::: PASSAGE TO READ :::
# Upland 27 door tool



## SmokeyNY (Jun 16, 2014)

I recently was given an Upland model 27 by my father that has been sitting for the past 30 years.  I understand that there was a door handle tool (Part #6011).  He may still have this part in his barn, but I can't seem to find an image on the internet to know what to look for, and 30 years does a number on a person's memory.  Can anyone send me a photo to point me in the right direction?  Was this part needed realistically?  Thanks for your help in advance.


----------



## begreen (Jun 16, 2014)

Calling webbie to the front desk.


----------



## Owen1508 (Jun 18, 2014)

I have an old diagram of the stove but that part is a not shown part sorry.  but if you would like a digital copy of the diagram and what was a sales flyer for it let me know.


----------



## BrotherBart (Jun 18, 2014)

Don't know of a tool for that door handle.


----------



## Owen1508 (Jun 18, 2014)

This is from Page 34 in the OM


----------



## Owen1508 (Jun 18, 2014)

Hope that was the right way to load that Bart.  If not please let me know.


----------



## begreen (Jun 18, 2014)
:::
- PROBLEM REQUIREMENTS
Update the part of the forum thread that opens with the words containing "# Upland 27" and closes with "begreen (Jun 16, 2014)", replacing "barn" with "garage". The entries after this point come from a different source than the forum thread.
::: GIVEN INFORMATION :::
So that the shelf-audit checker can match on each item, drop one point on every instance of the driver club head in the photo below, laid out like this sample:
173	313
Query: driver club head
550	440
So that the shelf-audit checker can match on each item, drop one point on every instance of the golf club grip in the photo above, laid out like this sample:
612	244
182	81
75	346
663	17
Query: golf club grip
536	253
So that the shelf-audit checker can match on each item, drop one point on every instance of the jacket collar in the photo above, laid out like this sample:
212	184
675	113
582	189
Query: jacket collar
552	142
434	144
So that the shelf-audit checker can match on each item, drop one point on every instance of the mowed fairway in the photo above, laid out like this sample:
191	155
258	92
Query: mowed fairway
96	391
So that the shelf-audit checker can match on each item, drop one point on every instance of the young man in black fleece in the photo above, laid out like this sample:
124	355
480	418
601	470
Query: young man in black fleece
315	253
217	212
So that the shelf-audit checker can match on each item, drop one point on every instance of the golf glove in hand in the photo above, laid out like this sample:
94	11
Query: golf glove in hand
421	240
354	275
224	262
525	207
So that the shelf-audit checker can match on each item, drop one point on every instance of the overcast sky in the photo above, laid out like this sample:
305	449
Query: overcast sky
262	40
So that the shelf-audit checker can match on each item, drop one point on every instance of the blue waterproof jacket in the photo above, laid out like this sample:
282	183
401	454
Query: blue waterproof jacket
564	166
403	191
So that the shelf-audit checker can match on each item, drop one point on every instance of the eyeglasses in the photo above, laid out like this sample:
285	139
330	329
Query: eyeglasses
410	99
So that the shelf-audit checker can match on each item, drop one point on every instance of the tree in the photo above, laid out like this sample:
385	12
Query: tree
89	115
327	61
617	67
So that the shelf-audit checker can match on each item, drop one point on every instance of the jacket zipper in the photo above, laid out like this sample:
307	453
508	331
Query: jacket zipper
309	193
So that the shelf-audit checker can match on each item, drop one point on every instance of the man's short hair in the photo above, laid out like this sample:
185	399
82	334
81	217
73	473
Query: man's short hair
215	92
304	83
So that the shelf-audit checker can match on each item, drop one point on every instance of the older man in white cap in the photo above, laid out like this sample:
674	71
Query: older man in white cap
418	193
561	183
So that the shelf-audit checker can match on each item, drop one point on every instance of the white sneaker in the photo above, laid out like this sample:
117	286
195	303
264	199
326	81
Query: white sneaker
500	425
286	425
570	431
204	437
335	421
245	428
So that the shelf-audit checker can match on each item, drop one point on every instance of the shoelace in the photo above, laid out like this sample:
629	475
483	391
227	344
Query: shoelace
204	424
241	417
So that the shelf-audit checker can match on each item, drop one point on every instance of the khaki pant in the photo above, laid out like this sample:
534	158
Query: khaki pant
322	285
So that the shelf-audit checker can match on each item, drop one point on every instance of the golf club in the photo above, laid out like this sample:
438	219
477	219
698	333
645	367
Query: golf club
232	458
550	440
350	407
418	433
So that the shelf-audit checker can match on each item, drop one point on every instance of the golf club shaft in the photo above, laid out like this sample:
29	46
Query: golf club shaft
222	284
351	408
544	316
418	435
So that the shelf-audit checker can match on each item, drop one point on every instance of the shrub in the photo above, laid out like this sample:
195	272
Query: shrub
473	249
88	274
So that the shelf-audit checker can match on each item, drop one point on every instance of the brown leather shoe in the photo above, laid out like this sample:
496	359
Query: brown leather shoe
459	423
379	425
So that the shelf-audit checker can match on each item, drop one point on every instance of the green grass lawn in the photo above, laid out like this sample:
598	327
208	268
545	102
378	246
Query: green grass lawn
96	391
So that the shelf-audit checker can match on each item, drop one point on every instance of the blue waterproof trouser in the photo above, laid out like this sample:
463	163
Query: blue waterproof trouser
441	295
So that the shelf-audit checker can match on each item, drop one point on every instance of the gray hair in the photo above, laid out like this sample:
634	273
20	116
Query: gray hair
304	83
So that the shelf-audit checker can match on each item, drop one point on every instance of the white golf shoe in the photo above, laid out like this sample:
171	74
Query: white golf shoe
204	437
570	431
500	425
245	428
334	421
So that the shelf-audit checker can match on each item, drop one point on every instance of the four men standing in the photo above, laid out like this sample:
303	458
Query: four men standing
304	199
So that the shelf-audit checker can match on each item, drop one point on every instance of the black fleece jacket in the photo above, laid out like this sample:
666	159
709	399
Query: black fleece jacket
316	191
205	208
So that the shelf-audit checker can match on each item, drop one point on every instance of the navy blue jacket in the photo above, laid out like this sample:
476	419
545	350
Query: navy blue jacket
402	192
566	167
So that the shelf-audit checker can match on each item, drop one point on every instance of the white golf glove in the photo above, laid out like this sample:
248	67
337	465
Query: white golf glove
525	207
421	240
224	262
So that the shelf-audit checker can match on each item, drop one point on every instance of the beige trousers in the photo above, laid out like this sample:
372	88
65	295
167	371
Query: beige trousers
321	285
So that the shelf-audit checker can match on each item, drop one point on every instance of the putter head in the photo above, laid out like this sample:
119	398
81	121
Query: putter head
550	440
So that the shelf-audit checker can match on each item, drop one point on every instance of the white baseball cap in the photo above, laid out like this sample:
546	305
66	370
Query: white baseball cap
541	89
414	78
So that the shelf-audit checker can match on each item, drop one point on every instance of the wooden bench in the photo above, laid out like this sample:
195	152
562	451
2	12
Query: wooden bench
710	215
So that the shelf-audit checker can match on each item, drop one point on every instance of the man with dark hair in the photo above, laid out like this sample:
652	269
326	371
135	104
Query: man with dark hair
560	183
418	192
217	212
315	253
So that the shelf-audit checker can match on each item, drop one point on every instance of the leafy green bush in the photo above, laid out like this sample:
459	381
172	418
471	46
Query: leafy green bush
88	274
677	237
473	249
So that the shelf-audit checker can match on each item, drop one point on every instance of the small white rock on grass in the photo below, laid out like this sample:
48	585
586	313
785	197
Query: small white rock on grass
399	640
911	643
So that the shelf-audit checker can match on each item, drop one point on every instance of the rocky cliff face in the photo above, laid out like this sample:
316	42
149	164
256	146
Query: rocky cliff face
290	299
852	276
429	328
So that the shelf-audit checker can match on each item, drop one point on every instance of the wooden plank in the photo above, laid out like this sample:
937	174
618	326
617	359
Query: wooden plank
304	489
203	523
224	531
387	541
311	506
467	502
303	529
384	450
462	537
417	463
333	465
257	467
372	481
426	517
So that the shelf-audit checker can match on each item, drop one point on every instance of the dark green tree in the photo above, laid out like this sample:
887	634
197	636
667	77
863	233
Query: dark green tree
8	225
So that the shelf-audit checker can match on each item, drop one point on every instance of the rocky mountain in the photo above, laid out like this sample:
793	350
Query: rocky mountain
:::
- WRITTEN RESPONSE
# Upland 27 door tool



## SmokeyNY (Jun 16, 2014)

I recently was given an Upland model 27 by my father that has been sitting for the past 30 years.  I understand that there was a door handle tool (Part #6011).  He may still have this part in his garage, but I can't seem to find an image on the internet to know what to look for, and 30 years does a number on a person's memory.  Can anyone send me a photo to point me in the right direction?  Was this part needed realistically?  Thanks for your help in advance.


----------



## begreen (Jun 16, 2014)